Excerpted passage:
Gotcha: The OIDC thumbprint changes when EKS rotates certificates. Monitor for InvalidIdentityToken errors.
Security Groups#
Principle: Separate Groups by Purpose#
# One security group per logical role
resource "aws_security_group" "alb" {
name = "production-alb-sg"
vpc_id = aws_vpc.main.id
ingress {
from_port = 443
to_port = 443
protocol = "tcp"
cidr_blocks = ["0.0.0.0/0"]
description = "HTTPS from internet"
}
egress {
from_port = 0
to_port = 0
protocol = "-1"
cidr_blocks = ["0.0.0.0/0"]
description = "Allow all outbound"
}
}
resource "aws_security_group" "app" {
name = "production-app-sg"
vpc_id = aws_vpc.main.id
ingress {
from_port = 8080
to_port = 8080
protocol = "tcp"
security_groups = [aws_security_group.alb.id] # only from ALB
description = "App port from ALB only"
}
}
resource "aws_security_group" "database" {
name = "production-database-sg"
vpc_id = aws_vpc.main.id
ingress {
from_port = 5432
to_port = 5432
protocol = "tcp"

Set exercise 1: In the Terraform excerpt, on which port does the app security group accept inbound traffic, and from where?

Entries provided:

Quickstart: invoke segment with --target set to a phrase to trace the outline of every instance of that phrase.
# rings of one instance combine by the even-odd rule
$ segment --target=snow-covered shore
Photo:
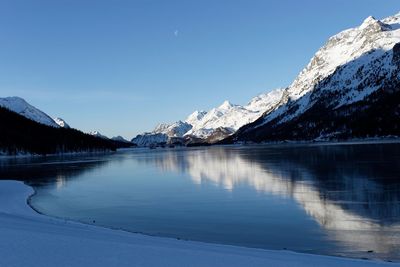
[[[0,266],[397,266],[151,237],[37,214],[33,189],[0,181]]]

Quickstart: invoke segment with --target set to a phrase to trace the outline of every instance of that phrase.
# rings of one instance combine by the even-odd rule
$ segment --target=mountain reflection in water
[[[400,161],[398,145],[397,153],[388,146],[393,145],[216,147],[141,160],[163,171],[187,172],[196,184],[227,190],[246,184],[293,198],[330,239],[390,254],[400,244]]]
[[[31,204],[53,216],[205,242],[400,260],[399,144],[133,149],[0,162],[0,171],[0,179],[35,186]]]

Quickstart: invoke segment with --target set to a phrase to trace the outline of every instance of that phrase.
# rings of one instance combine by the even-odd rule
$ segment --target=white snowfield
[[[0,181],[0,266],[399,266],[151,237],[64,221],[27,205],[32,188]]]

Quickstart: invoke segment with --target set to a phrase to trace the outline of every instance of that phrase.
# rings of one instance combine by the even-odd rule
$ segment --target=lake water
[[[149,235],[400,261],[400,144],[3,159],[39,212]],[[369,252],[368,252],[369,251]]]

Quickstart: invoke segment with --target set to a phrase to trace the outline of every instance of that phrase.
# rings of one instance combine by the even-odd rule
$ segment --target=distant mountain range
[[[368,17],[359,27],[329,38],[289,87],[257,96],[246,106],[225,101],[132,142],[190,145],[400,136],[399,67],[400,14],[383,20]]]
[[[0,155],[113,151],[132,146],[72,129],[19,97],[0,98],[0,125]]]
[[[368,17],[359,27],[329,38],[286,88],[256,96],[244,106],[225,101],[209,111],[195,111],[185,120],[157,125],[132,143],[121,136],[74,130],[19,97],[0,98],[0,108],[0,154],[112,150],[132,143],[190,146],[400,137],[400,13],[383,20]]]

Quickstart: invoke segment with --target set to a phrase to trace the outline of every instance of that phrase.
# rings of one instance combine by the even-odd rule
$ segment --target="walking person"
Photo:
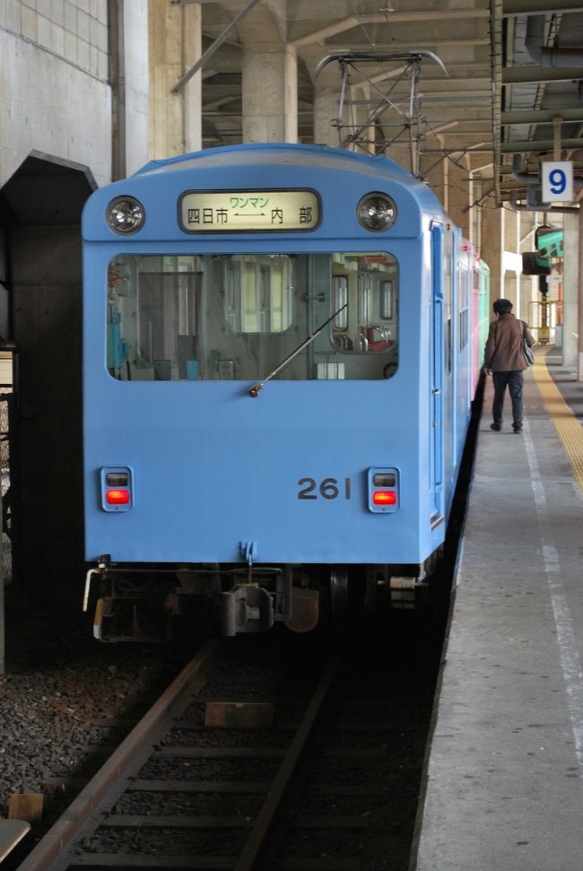
[[[502,429],[502,407],[508,387],[512,401],[512,429],[515,432],[521,432],[523,372],[527,369],[522,353],[523,334],[529,348],[535,344],[535,339],[526,324],[512,314],[509,300],[496,300],[492,308],[498,318],[490,325],[483,356],[484,371],[486,375],[492,375],[494,385],[493,422],[490,429],[496,432]]]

Set exercise 2: Format the rows as a Markdown table with columns "No." and "Line". Start at the beginning of the rows and go through the line containing "[[[0,266],[397,266],[151,237],[37,214],[33,189],[0,181]]]". Skip blank lines and leave out the pictures.

Finished answer 1: Port 8080 over TCP, only from the ALB security group.

Finished answer 2:
| No. | Line |
|---|---|
| 1 | Quickstart: invoke segment with --target set to a phrase to trace the outline of every instance of that phrase. |
| 2 | # rings of one instance combine by the even-odd rule |
| 3 | $ segment --target=snow-covered shore |
| 4 | Photo: |
| 5 | [[[0,266],[397,266],[151,237],[37,214],[33,189],[0,181]]] |